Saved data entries
· · ·

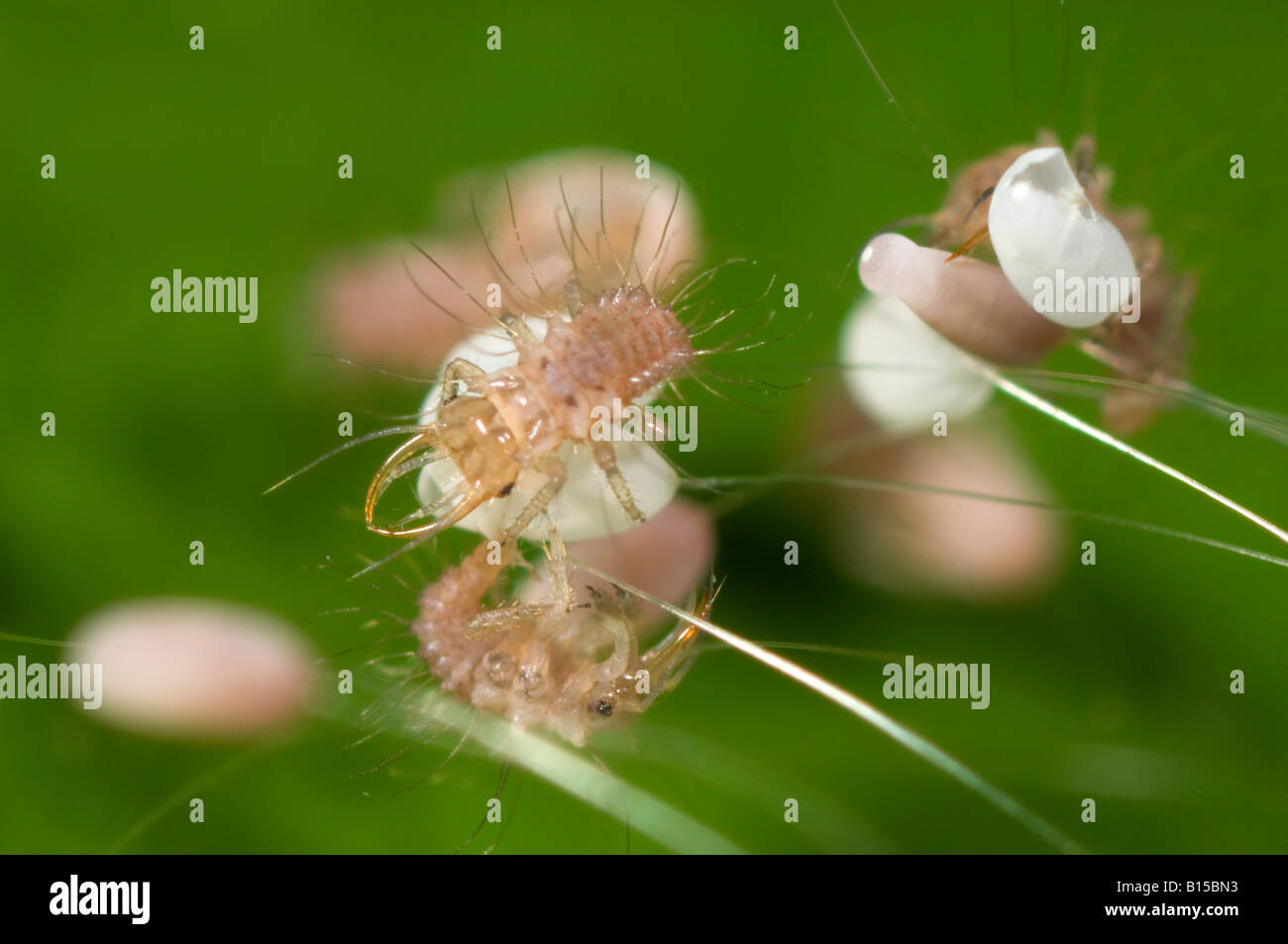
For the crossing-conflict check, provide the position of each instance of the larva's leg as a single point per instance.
(561, 579)
(668, 662)
(460, 372)
(557, 474)
(502, 618)
(605, 458)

· · ·

[WHAT THIS TASK INVOLVES]
Strip the images and return the remaining data exactly.

[RESPONSE FOR THIS EXERCISE]
For the crossing-conflict check, provide the position of each instance of the larva's leg as a single point per instance.
(561, 579)
(668, 662)
(460, 372)
(557, 474)
(502, 618)
(605, 458)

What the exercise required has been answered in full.